Note each line of the listing that contains the string "alright", and copy it.

• Data for review:

■ ■ ■

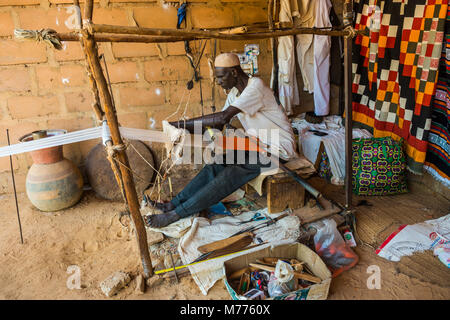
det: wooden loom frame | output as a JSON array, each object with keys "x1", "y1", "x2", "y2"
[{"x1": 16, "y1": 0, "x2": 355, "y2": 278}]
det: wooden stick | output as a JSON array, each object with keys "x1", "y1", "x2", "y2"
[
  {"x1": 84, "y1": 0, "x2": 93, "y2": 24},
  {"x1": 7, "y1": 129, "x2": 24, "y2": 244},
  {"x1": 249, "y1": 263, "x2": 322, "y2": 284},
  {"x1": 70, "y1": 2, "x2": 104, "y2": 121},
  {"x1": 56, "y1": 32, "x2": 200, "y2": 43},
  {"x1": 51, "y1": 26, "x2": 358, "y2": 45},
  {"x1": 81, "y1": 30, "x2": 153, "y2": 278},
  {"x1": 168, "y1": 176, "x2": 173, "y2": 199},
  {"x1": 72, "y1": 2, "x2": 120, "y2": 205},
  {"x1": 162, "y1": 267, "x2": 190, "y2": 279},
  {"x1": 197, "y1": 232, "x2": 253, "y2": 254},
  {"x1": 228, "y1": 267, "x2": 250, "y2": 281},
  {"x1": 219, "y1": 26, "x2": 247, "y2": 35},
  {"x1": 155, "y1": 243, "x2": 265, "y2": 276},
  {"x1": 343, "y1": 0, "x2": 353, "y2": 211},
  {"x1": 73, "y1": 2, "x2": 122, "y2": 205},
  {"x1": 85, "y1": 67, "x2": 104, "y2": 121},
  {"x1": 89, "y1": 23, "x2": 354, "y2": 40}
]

■ ■ ■

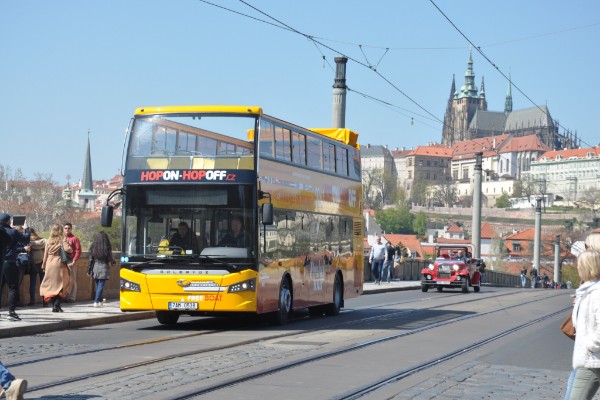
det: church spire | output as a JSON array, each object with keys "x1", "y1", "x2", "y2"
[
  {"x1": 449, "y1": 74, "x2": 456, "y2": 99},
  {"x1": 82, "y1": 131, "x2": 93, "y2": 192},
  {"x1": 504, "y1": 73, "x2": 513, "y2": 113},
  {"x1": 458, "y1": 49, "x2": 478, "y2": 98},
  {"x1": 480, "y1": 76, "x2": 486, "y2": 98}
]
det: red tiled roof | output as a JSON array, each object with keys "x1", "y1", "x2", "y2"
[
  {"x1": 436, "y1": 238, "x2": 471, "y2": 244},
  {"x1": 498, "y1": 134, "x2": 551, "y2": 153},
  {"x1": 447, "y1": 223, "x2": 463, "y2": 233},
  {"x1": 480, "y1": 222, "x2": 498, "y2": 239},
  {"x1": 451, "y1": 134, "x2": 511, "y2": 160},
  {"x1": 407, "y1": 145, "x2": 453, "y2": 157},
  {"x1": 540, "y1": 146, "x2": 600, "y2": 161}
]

■ ■ ■

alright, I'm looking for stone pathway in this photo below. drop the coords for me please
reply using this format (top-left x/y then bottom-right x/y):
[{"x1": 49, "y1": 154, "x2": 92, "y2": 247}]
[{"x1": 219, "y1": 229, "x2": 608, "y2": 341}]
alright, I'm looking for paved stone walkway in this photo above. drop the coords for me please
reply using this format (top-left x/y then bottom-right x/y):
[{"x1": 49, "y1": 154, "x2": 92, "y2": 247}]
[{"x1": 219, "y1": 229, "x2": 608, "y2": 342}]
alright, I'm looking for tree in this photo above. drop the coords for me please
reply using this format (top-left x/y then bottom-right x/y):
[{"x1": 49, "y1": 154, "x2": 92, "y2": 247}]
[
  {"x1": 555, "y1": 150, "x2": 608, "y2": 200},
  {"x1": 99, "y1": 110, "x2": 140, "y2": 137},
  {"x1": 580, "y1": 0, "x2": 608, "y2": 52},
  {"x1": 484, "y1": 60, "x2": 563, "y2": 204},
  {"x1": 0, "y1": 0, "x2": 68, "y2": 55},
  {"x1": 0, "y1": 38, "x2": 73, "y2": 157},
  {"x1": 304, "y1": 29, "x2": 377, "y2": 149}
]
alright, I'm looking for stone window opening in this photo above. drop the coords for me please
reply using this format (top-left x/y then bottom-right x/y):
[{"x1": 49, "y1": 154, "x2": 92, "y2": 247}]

■ ■ ■

• Task output:
alright, I'm looking for stone pathway in this photo below. drop the coords for me please
alright, I'm looking for paved stone walkway in this photo above. drop the coords for me please
alright, I'm looking for tree in this photo above. drop the coords for me please
alright, I'm looking for stone window opening in this photo above. drop the coords for me please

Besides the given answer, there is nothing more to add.